** START OF SELECTED EXCERPT **

The probe first began in February this year after the Rammurthy Nagar police registered the case following a complaint by the victim, who lost Rs 12.5 lakh when he was looking for legal aid online after being conned out of Rs 1.5 crore by cybercriminals. The company he found online, Quickmoto Legal Service, was a fake one, run by Tufail, cops said.

The case was subsequently transferred to the cybercrime division of the crime branch. Investigations revealed that Quickmoto Legal Service had no physical location, and the address was only on paper. They, however, found India Legal Service, which was set up as a call centre in Bengaluru's Kasturi Nagar.

Further investigation revealed that Tufail, the mastermind, appointed 12 telecallers to talk to the victims of cybercrimes. They used Zoiper-5, a free application for VoIP (Voice over Internet Protocol) calls – internet calls – to talk to the victims to mask their location from law enforcement.

** END OF SELECTED EXCERPT **

- [REQUEST]: In the cybercrime case excerpt, how much did the complainant lose while looking for legal aid online?

** START OF SUPPLIED DATA **

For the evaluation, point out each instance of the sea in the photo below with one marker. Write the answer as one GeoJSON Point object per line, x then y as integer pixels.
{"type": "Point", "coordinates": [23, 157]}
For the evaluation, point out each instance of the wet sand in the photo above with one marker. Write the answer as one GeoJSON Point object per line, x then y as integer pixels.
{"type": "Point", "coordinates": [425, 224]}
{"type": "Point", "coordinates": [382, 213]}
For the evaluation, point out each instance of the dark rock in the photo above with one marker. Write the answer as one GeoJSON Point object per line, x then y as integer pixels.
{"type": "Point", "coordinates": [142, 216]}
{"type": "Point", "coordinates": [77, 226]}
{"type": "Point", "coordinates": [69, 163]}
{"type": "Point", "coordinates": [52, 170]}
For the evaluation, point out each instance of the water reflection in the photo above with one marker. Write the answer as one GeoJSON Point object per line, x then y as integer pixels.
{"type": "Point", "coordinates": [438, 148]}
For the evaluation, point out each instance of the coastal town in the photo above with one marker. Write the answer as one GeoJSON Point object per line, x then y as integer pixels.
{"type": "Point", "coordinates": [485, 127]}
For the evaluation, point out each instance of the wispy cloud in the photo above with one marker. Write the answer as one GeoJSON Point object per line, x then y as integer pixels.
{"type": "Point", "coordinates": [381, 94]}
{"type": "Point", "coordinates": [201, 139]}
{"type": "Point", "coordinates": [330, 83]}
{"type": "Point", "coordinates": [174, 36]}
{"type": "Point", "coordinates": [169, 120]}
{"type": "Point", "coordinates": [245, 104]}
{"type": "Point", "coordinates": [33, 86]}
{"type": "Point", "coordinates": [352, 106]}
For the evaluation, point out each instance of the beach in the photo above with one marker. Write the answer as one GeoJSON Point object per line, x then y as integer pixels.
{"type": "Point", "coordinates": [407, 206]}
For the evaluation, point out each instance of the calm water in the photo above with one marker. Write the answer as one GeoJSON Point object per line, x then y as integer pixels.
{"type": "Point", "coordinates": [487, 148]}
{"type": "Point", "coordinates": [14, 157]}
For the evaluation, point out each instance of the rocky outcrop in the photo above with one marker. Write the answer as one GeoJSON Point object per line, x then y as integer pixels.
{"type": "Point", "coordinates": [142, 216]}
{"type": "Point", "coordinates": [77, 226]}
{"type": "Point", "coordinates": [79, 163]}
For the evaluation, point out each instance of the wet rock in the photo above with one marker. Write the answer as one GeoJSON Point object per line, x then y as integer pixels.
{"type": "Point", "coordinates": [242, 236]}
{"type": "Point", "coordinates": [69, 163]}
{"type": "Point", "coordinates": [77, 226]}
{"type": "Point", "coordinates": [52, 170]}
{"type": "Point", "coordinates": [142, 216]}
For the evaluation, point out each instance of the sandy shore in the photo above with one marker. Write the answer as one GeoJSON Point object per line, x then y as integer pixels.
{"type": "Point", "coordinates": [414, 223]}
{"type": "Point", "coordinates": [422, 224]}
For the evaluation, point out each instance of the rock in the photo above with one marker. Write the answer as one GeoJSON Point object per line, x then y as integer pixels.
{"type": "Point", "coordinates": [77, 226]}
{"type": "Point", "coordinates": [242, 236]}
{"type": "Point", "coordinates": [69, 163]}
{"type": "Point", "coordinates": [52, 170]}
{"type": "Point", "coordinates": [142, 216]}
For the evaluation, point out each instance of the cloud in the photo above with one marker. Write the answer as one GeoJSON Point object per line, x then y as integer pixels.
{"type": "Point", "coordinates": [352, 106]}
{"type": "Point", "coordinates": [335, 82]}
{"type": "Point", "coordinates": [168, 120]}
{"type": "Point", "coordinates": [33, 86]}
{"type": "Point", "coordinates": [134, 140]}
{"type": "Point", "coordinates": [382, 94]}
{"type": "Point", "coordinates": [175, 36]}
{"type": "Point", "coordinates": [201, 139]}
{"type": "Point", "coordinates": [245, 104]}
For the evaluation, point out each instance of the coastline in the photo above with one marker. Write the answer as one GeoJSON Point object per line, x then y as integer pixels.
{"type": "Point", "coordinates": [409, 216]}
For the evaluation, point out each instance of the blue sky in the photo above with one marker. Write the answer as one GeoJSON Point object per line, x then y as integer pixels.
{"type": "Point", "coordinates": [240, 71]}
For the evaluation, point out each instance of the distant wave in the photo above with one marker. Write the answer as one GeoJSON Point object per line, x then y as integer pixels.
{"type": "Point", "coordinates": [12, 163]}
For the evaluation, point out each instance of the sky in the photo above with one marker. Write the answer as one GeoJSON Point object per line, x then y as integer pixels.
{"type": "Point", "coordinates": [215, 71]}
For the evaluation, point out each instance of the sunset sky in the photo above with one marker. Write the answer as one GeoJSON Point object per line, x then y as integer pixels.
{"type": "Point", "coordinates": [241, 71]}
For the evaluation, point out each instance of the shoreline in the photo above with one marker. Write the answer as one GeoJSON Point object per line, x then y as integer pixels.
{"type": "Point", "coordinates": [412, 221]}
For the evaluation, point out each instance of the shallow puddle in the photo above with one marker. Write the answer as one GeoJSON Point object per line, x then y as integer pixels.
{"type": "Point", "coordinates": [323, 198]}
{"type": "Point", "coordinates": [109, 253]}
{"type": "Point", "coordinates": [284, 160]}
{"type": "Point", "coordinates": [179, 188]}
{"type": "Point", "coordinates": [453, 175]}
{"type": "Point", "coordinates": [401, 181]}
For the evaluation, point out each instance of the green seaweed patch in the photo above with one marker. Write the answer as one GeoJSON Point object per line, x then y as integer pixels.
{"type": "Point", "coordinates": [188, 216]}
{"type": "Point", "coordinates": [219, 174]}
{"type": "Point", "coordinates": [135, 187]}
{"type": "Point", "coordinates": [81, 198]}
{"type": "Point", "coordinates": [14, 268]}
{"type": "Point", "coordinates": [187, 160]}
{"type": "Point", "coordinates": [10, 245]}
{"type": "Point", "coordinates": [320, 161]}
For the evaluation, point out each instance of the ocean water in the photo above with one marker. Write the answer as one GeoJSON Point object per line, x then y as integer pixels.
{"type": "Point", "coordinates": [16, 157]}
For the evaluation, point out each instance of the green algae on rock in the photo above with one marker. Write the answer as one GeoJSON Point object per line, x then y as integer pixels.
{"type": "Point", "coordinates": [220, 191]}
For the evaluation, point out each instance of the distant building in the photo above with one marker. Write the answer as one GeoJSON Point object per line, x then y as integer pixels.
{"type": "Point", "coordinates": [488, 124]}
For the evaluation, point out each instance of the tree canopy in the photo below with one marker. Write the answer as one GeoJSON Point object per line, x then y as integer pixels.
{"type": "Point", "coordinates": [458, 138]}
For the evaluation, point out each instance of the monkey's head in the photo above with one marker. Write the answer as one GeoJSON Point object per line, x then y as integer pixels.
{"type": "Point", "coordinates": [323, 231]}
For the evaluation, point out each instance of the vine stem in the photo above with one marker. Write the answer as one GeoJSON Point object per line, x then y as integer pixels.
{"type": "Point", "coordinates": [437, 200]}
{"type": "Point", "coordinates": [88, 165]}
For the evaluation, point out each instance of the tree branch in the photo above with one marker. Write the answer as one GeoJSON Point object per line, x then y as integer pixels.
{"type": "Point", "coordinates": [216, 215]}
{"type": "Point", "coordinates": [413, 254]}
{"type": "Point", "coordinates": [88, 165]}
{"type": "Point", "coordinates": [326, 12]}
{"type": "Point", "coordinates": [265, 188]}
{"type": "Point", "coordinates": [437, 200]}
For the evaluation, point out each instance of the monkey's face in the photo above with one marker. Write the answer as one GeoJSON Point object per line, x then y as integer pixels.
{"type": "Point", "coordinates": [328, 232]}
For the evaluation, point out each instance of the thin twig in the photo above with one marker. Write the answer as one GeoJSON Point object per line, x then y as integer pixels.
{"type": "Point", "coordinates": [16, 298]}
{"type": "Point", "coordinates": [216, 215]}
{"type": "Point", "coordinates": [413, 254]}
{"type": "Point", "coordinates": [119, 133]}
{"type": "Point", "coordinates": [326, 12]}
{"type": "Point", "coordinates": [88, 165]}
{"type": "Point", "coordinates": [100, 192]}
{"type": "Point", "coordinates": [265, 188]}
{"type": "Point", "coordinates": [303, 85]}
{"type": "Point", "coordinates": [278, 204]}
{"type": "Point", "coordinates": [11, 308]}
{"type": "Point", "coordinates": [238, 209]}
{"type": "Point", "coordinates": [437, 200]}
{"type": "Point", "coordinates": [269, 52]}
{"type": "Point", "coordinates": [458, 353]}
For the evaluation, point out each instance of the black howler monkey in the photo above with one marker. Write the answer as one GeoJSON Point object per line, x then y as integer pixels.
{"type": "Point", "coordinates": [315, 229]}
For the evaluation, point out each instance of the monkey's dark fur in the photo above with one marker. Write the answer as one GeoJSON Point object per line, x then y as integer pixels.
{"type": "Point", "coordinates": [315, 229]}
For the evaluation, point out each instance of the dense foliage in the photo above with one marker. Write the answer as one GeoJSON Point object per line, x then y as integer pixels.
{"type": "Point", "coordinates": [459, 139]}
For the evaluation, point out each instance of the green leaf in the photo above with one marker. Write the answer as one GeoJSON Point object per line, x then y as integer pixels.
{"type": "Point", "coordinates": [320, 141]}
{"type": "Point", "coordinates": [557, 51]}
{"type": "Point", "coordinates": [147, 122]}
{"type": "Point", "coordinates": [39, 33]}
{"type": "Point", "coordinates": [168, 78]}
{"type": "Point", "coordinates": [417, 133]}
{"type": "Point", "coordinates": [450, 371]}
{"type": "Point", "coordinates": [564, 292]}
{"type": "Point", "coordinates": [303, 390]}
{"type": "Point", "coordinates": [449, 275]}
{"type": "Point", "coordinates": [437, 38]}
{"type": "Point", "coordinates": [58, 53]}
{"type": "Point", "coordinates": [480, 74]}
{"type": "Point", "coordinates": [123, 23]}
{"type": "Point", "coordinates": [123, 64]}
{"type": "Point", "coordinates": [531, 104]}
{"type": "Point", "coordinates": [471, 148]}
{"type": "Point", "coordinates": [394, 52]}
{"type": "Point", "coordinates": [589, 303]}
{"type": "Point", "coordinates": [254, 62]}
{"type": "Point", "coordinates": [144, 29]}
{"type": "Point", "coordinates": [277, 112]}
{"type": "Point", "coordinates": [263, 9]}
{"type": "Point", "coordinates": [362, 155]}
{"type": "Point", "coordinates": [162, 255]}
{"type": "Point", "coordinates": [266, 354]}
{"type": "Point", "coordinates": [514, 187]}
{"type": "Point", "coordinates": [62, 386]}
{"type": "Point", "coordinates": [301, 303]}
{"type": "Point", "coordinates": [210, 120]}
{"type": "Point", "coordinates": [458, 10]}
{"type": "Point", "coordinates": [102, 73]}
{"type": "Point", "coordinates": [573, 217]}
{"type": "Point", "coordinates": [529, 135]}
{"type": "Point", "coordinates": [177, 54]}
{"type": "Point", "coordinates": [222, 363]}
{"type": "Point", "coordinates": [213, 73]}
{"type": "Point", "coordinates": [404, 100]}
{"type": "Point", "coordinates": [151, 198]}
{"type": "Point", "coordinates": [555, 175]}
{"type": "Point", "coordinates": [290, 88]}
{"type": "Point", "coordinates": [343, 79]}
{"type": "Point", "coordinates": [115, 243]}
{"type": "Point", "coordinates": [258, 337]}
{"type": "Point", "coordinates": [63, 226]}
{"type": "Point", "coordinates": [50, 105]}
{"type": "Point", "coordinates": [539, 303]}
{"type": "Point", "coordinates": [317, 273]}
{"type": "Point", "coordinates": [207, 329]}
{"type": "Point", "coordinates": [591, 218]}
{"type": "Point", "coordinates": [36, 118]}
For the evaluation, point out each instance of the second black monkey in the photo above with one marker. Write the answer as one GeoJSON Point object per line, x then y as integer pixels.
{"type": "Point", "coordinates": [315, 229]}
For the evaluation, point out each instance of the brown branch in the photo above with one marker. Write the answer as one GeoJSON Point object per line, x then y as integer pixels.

** END OF SUPPLIED DATA **

- [WORKED SOLUTION]: Rs 12.5 lakh